### [EXCERPTED PASSAGE]
Baldwin v. Sebelius

3:10-cv-01033 | S.D. Cal. | Aug 27, 2010

UNITED STATES DISTRICT COURT

SOUTHERN DISTRICT OF CALIFORNIA STEVE BALDWIN and PACIFIC JUSTICE INSTITUTE, CASE NO. 10CV1033 DMS (WMC) ORDER GRANTING DEFENDANTS’ MOTION TO DISMISS AND DENYING PLAINTIFFS’ MOTION FOR PRELIMINARY INJUNCTION Plaintiffs, vs. [Docs. 6 & 22] KATHLEEN SEBELIUS, et al., Defendants. Pending before the Court are Defendants’ motion to dismiss and Plaintiffs’ motion for preliminary injunction. For the reasons set forth below, Defendants’ motion to dismiss is granted and Plaintiffs’ motion for preliminary injunction is denied.

I. BACKGROUND Plaintiffs Steve Baldwin and the Pacific Justice Institute have filed suit seeking declaratory and injunctive relief based upon their challenge to the Patient Protection and Affordable Care Act, Pub. L. No. 111-148, 124 Stat. 119 (Mar. 23, 2010), as amended by the Health Care and Education Reconciliation Act of 2010, Pub.L. No. 111-152, 124 Stat. 1029 (Mar. 30, 2010) (collectively the “Act”). Plaintiff Baldwin is a former member of the California Assembly and is a “devout and practicing Christian.” (Compl. ¶¶ 15, 17.) Plaintiff Pacific Justice Institute is an education and legal defense organization which primarily represents Christians and Christian organizations. ( Id. at ¶¶ 29- 30.) Pacific Justice Institute is an employer and it provides health insurance to its employees. ( Id. at ¶ 27.) Defendants are the United States Department of Health and Human Services (“HHS”) and Kathleen Sebelius as Secretary of the HHS, the Department of Labor (“DOL”) and Hilda Solis as Secretary of the DOL, and the Department of the Treasury (“DOT”) and Timothy Geithner as Secretary of the DOT.

The Act was signed into law in March 2010, following lengthy public debate and discussion regarding the issue of health care reform. One of the key provisions challenged by Plaintiffs is a requirement that, beginning in 2014, individuals, with certain exceptions, must maintain a minimum level of health insurance coverage or pay a penalty. Pub. L. No. 111-148 §§ 1501, 10106, amended by Pub. L. No. 111-152 § 1002. The Act also requires employers of a certain size to provide health insurance for their employees or pay a penalty. See Pub. L. No. 111-148 § 1513. Plaintiffs object to being compelled to comply with these provisions of the Act. (Compl. ¶¶ 20, 47-49.)

Plaintiffs allege the Act is unconstitutional because Congress lacks authority under the Commerce Clause to require individuals and employers to purchase health insurance. Plaintiffs also allege Congress acted outside the scope of its enumerated powers in passing the Act, the penalty imposed for failure to purchase health insurance is a direct tax that was not apportioned among the states according to census data, and the revenue raising provisions of the Act did not originate in the House of Representatives. Baldwin further alleges the individual mandate of the Act violates his right to privacy and his physician-patient privilege.

### [YOUR TASKS]
a: Please copy everything in the order from "3:10-cv-01033 | S.D." down to "injunction is denied." word for word.
b: In the order, what reason do the plaintiffs give for claiming the Act is unconstitutional under the Commerce Clause?

### [INFORMATION SUPPLIED]
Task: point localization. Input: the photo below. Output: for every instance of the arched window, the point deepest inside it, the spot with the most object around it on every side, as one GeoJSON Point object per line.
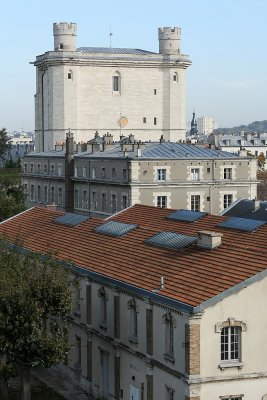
{"type": "Point", "coordinates": [116, 82]}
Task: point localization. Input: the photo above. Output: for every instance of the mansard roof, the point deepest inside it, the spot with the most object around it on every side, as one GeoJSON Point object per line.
{"type": "Point", "coordinates": [194, 277]}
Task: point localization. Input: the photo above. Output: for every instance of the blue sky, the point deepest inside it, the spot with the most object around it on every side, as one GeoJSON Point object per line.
{"type": "Point", "coordinates": [225, 39]}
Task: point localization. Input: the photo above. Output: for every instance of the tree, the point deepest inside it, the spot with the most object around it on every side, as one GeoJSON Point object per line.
{"type": "Point", "coordinates": [4, 142]}
{"type": "Point", "coordinates": [36, 298]}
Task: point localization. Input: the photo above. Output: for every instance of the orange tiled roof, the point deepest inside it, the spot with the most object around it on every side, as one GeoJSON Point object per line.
{"type": "Point", "coordinates": [192, 276]}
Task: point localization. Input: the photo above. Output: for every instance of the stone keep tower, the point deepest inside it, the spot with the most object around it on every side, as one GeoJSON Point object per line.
{"type": "Point", "coordinates": [65, 35]}
{"type": "Point", "coordinates": [169, 40]}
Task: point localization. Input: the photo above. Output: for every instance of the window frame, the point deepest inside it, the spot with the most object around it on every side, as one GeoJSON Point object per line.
{"type": "Point", "coordinates": [227, 173]}
{"type": "Point", "coordinates": [170, 324]}
{"type": "Point", "coordinates": [219, 328]}
{"type": "Point", "coordinates": [227, 200]}
{"type": "Point", "coordinates": [162, 174]}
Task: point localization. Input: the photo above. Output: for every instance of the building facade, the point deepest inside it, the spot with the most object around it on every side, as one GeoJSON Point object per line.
{"type": "Point", "coordinates": [109, 89]}
{"type": "Point", "coordinates": [205, 125]}
{"type": "Point", "coordinates": [166, 306]}
{"type": "Point", "coordinates": [163, 174]}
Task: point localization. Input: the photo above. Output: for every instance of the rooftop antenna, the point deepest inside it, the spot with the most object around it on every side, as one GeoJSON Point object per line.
{"type": "Point", "coordinates": [110, 35]}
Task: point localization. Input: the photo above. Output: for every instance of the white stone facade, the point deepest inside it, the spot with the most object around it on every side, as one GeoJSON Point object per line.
{"type": "Point", "coordinates": [75, 89]}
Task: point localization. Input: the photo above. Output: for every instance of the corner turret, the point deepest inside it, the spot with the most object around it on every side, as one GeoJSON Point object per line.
{"type": "Point", "coordinates": [169, 40]}
{"type": "Point", "coordinates": [65, 35]}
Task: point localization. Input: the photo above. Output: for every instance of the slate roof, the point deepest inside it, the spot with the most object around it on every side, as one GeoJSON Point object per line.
{"type": "Point", "coordinates": [193, 276]}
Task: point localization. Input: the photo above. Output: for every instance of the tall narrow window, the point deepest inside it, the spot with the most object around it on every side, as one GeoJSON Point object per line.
{"type": "Point", "coordinates": [227, 200]}
{"type": "Point", "coordinates": [169, 393]}
{"type": "Point", "coordinates": [85, 200]}
{"type": "Point", "coordinates": [104, 202]}
{"type": "Point", "coordinates": [195, 174]}
{"type": "Point", "coordinates": [38, 193]}
{"type": "Point", "coordinates": [116, 83]}
{"type": "Point", "coordinates": [78, 352]}
{"type": "Point", "coordinates": [113, 203]}
{"type": "Point", "coordinates": [93, 173]}
{"type": "Point", "coordinates": [227, 173]}
{"type": "Point", "coordinates": [230, 343]}
{"type": "Point", "coordinates": [124, 174]}
{"type": "Point", "coordinates": [60, 196]}
{"type": "Point", "coordinates": [32, 193]}
{"type": "Point", "coordinates": [195, 202]}
{"type": "Point", "coordinates": [124, 201]}
{"type": "Point", "coordinates": [103, 307]}
{"type": "Point", "coordinates": [94, 202]}
{"type": "Point", "coordinates": [161, 174]}
{"type": "Point", "coordinates": [132, 305]}
{"type": "Point", "coordinates": [45, 194]}
{"type": "Point", "coordinates": [52, 195]}
{"type": "Point", "coordinates": [76, 198]}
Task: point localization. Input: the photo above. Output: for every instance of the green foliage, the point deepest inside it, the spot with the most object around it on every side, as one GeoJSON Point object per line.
{"type": "Point", "coordinates": [4, 144]}
{"type": "Point", "coordinates": [36, 297]}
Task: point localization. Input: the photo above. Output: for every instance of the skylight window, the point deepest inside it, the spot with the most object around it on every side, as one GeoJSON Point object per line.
{"type": "Point", "coordinates": [71, 219]}
{"type": "Point", "coordinates": [241, 224]}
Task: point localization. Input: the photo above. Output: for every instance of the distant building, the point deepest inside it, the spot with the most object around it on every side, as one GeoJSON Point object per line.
{"type": "Point", "coordinates": [109, 177]}
{"type": "Point", "coordinates": [193, 130]}
{"type": "Point", "coordinates": [205, 125]}
{"type": "Point", "coordinates": [109, 89]}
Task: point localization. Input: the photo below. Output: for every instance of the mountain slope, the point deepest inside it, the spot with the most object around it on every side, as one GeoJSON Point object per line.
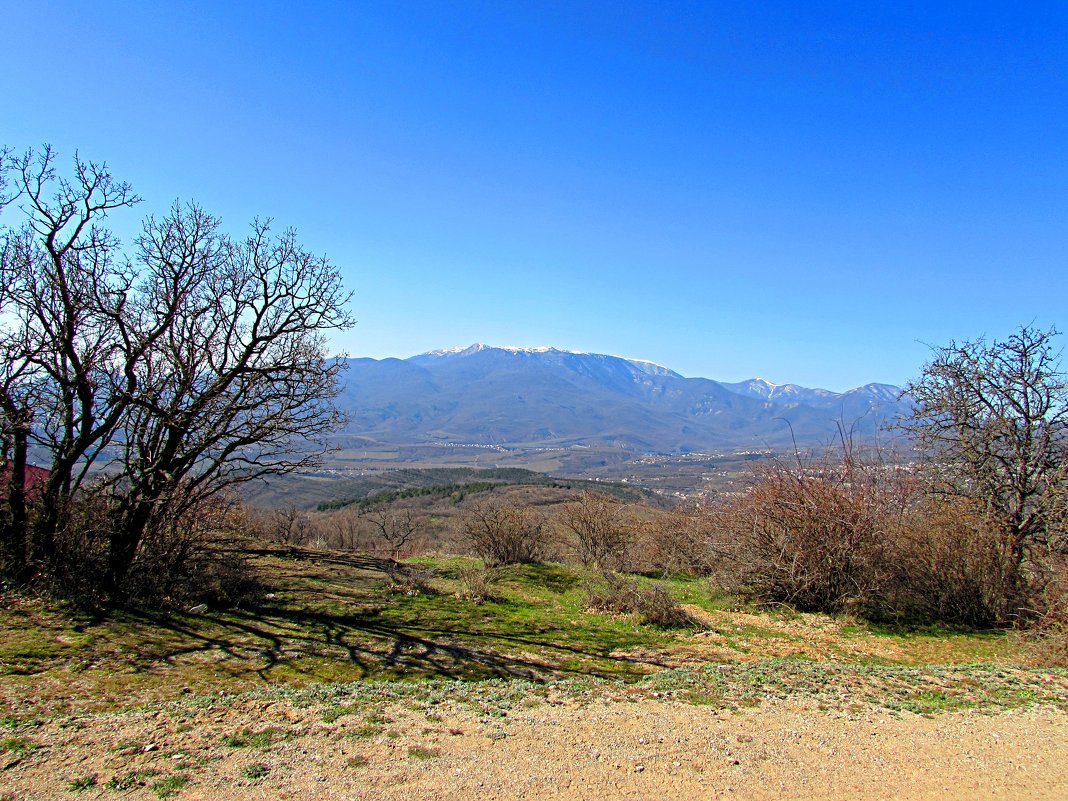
{"type": "Point", "coordinates": [550, 397]}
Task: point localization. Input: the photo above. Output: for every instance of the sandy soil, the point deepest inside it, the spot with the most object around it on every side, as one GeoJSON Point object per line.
{"type": "Point", "coordinates": [549, 749]}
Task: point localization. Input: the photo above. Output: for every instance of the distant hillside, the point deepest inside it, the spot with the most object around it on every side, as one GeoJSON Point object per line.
{"type": "Point", "coordinates": [393, 485]}
{"type": "Point", "coordinates": [545, 397]}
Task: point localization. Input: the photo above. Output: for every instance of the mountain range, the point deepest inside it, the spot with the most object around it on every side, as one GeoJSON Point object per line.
{"type": "Point", "coordinates": [545, 397]}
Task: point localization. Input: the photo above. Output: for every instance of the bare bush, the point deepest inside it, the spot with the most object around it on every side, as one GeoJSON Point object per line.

### [SET OF ANSWERS]
a:
3:10-cv-01033 | S.D. Cal. | Aug 27, 2010

UNITED STATES DISTRICT COURT

SOUTHERN DISTRICT OF CALIFORNIA STEVE BALDWIN and PACIFIC JUSTICE INSTITUTE, CASE NO. 10CV1033 DMS (WMC) ORDER GRANTING DEFENDANTS’ MOTION TO DISMISS AND DENYING PLAINTIFFS’ MOTION FOR PRELIMINARY INJUNCTION Plaintiffs, vs. [Docs. 6 & 22] KATHLEEN SEBELIUS, et al., Defendants. Pending before the Court are Defendants’ motion to dismiss and Plaintiffs’ motion for preliminary injunction. For the reasons set forth below, Defendants’ motion to dismiss is granted and Plaintiffs’ motion for preliminary injunction is denied.

b: The plaintiffs claim Congress lacks authority under the Commerce Clause to require individuals and employers to purchase health insurance.